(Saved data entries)
####

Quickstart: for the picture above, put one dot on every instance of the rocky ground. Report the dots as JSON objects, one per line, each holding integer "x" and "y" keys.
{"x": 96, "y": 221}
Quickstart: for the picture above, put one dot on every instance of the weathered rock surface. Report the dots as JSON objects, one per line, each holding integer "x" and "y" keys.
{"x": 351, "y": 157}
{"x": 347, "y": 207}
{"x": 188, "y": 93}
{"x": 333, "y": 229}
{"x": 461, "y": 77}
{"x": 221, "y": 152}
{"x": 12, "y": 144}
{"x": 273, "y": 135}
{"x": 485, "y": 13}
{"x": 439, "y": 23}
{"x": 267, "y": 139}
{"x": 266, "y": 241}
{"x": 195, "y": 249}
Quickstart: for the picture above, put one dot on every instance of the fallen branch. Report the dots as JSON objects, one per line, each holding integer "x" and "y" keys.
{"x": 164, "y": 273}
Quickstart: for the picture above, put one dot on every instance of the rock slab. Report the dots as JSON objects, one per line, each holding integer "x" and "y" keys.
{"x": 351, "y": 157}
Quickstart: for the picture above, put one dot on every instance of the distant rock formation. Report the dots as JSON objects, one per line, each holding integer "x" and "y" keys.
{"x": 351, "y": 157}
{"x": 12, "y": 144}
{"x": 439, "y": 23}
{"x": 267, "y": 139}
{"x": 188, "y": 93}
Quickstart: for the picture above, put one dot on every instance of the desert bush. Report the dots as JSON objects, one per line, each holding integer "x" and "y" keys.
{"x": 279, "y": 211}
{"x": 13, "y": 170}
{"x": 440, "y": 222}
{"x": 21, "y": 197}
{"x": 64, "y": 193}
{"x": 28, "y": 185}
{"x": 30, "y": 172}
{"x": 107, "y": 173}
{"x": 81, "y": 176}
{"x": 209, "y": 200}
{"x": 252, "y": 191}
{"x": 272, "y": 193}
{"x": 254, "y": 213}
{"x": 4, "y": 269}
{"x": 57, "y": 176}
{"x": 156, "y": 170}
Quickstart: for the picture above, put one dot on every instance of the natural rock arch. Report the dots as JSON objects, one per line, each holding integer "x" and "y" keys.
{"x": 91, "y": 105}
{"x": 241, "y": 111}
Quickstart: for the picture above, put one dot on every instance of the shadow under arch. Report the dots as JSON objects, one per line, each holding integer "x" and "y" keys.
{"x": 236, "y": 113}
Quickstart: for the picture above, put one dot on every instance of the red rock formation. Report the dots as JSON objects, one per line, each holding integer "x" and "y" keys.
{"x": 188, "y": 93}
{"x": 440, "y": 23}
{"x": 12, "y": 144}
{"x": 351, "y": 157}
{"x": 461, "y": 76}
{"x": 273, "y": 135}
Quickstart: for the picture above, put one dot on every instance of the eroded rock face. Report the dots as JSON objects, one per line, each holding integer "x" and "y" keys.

####

Aim of the exercise: Output exactly the lines above, from the one holding "of the shadow" through the end of the data, including the first and last.

Problem solution:
Quickstart: for the picture above, put one dot on every instance of the shadow under arch. Report the dots as JSON objects, one per line, each holding integer "x" and "y" keys.
{"x": 236, "y": 113}
Quickstart: for the picture above, put one dot on every instance of the red rock formation. Report the dots as JSON objects, one per line, each holding integer "x" and "y" keys.
{"x": 188, "y": 93}
{"x": 440, "y": 23}
{"x": 12, "y": 144}
{"x": 351, "y": 157}
{"x": 461, "y": 76}
{"x": 273, "y": 135}
Quickstart: for the picture above, put one dot on every instance of the eroded rock face. Report the dots as JSON objects, one per line, each holding integer "x" and "y" keys.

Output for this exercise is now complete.